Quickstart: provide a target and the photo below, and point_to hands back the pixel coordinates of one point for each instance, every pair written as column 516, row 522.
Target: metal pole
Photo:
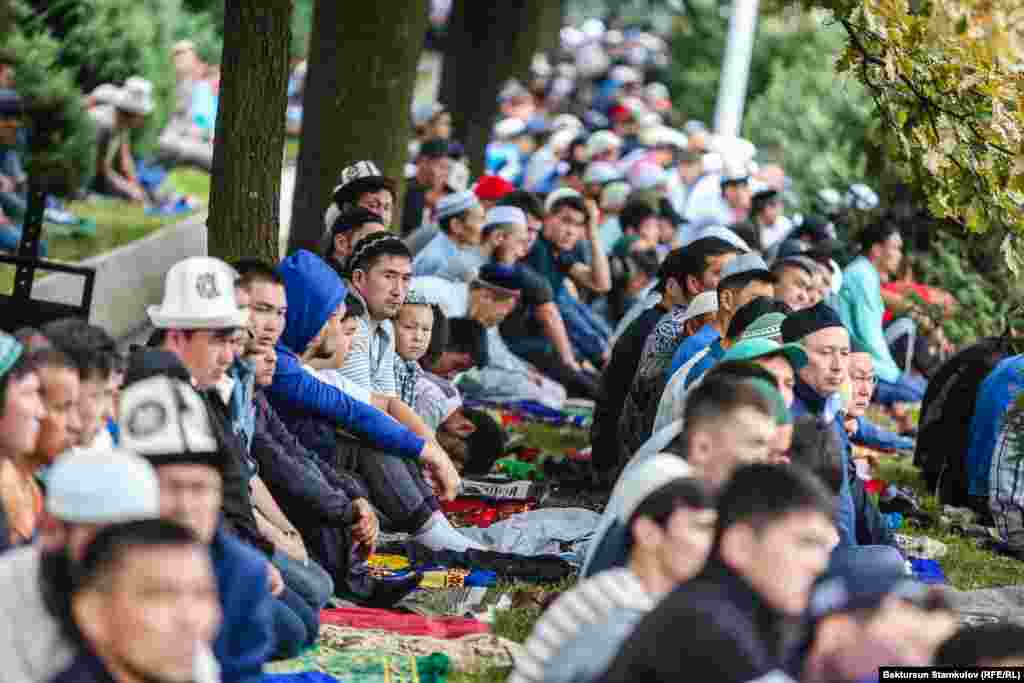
column 735, row 68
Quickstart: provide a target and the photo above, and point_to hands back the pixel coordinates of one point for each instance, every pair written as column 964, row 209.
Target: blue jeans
column 908, row 389
column 309, row 581
column 296, row 626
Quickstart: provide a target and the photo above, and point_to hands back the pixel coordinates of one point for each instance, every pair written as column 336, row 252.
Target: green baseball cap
column 751, row 349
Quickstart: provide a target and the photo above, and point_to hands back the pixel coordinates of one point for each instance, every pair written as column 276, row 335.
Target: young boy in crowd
column 671, row 519
column 772, row 541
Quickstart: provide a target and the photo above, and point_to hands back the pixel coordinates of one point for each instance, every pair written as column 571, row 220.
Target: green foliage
column 62, row 137
column 946, row 81
column 811, row 122
column 983, row 311
column 110, row 41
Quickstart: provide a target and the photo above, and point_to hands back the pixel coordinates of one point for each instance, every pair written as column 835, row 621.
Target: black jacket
column 715, row 627
column 238, row 504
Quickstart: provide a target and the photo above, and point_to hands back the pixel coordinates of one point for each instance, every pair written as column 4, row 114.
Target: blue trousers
column 908, row 389
column 588, row 332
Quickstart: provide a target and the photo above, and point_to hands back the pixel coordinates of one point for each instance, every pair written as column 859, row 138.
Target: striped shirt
column 590, row 602
column 371, row 360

> _WORK REQUEST_: Only the lines from the one that contains "Target: young boy in crowd" to the end of the entries above should be given again, exactly and in full.

> _TASK SOLUTION_:
Target: young boy in crowd
column 671, row 519
column 772, row 541
Quickstart: provide a target and the photo above, and point_to hands back the pixel coordinates of one point for each instance, every pair written as column 571, row 220.
Target: green foliage
column 62, row 137
column 946, row 81
column 811, row 122
column 983, row 311
column 110, row 41
Quickstart: provide a target and the photo above, and point_to hands back the pixel coordinates of one point for each instance, every pair written as column 835, row 621.
Target: black jacket
column 715, row 627
column 238, row 504
Quickstart: provide a target and the photo above, and point_to hands back the pixel coordinates of one point for each instance, every pair written as column 4, row 114.
Target: blue trousers
column 908, row 389
column 588, row 332
Quickstart: provide a target and the photo above, and point_to hands back the pixel coordinates of one point for each instance, every pair written as column 859, row 138.
Target: striped shirt
column 590, row 602
column 371, row 360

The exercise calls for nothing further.